##### Texto para analizar #####

La liturgia de este día nos dice que Dios “hace de las suyas” por su Espíritu Santo actuando en el mundo y en la historia, en la Iglesia y en cada alma creyente. En este sentido también nuestro querido Padre Menapace fue un hombre espiritual, del Espíritu, porque deseó, se propuso y llegó a la razón, al corazón, al alma de tantos tipos de personas: desde los linyeras que pasaban por el monasterio y conversaban largamente con él, hasta figuras de la vida cultura, política y social del país o el extranjero, sin olvidar la figuras eclesiales que encontraron luz, sostén y discernimiento en su ayuda (como aquél prelado que lo fue a buscar al chiquero de los chanchos “ni él parecía obispo, ni yo un monje, cuando nos encontramos en la paridera” contaba él mismo). Aquí se deja ver una de las más hermosas y fecundas paradojas del Evangelio, vividas desde la vida monacal: un monje llamado y dedicado a la oración y el trabajo (el “ora et labora” distintivo de los benedictinos) es todo un modelo de apostolado y pastoral por su generosidad, creatividad y pasión puestas al servicio de la evangelización.
Sabemos bien que nuestro querido abad Mamerto fue una figura señera en la orden benedictina, particularmente en la congregación de la “Santa Cruz del cono sur”, de la Iglesia peregrina en argentina, pionero y “marca” de las comunicaciones sociales en libros, radio, televisión y redes (“en ese orden”, hubiese dicho él). La Iglesia se lo agradece encomendándolo a la misericordia del Padre. Permítanme, decirlo ahora como Pastor de esta porción del rebaño eclesial de Nueve de Julio: sé muy bien que Mamerto trasciende las fronteras de su monasterio y de la diócesis, pero no puede dejar de decir que, gracias en gran medida a él y durante su abadiato, este monasterio ha sido un pulmón espiritual, centro de irradiación y refugio de la gente, de los consagrados, de los sacerdotes en esta Iglesia particular nuevejuliense. Esta diócesis no sería cuanto es, sin los monjes de Los Toldos. Y esto te lo debemos a ti, querido Padre Mamerto.

#####

- Actividades -
a – Según el texto sobre el padre Menapace, ¿por qué fue «un hombre espiritual, del Espíritu»? Explíquelo en una a tres oraciones.
b – Resuma en tres oraciones el texto sobre el padre Menapace.

##### Material proporcionado #####

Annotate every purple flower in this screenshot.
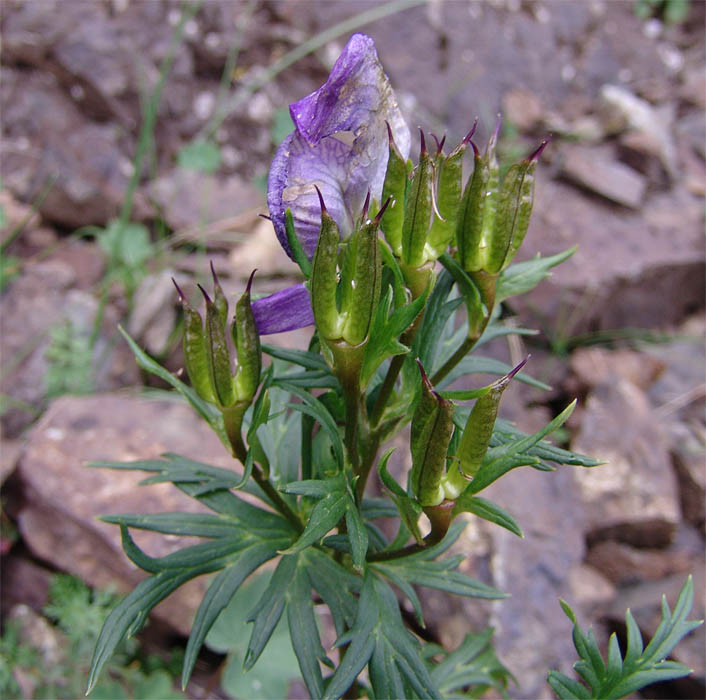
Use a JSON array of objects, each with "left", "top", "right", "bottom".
[
  {"left": 267, "top": 34, "right": 410, "bottom": 259},
  {"left": 252, "top": 284, "right": 314, "bottom": 335},
  {"left": 252, "top": 34, "right": 410, "bottom": 335}
]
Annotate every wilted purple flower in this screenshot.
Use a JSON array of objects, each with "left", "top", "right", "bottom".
[
  {"left": 267, "top": 34, "right": 410, "bottom": 259},
  {"left": 252, "top": 34, "right": 410, "bottom": 335},
  {"left": 252, "top": 284, "right": 314, "bottom": 335}
]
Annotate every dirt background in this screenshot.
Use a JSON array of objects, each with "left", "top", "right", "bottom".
[{"left": 0, "top": 0, "right": 706, "bottom": 698}]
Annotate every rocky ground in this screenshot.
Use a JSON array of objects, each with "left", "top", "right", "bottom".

#####

- Ejercicio resuelto -
a – Porque deseó, se propuso y llegó a la razón, al corazón y al alma de muchos tipos de personas. Entre ellas estaban los linyeras que pasaban por el monasterio y conversaban largamente con él, figuras de la vida política y social del país o del extranjero, y figuras eclesiales que encontraron luz, sostén y discernimiento en su ayuda.

b – El padre Mamerto Menapace fue un hombre espiritual que llegó a personas muy diversas, desde los linyeras hasta figuras de la vida política, social y eclesial. Siendo un monje dedicado a la oración y el trabajo, fue modelo de apostolado por su generosidad, creatividad y pasión al servicio de la evangelización, además de figura señera de la orden benedictina y pionero de las comunicaciones sociales en libros, radio, televisión y redes. Gracias en gran medida a él y durante su abadiato, el monasterio fue un pulmón espiritual y un refugio para la diócesis de Nueve de Julio, que no sería cuanto es sin los monjes de Los Toldos.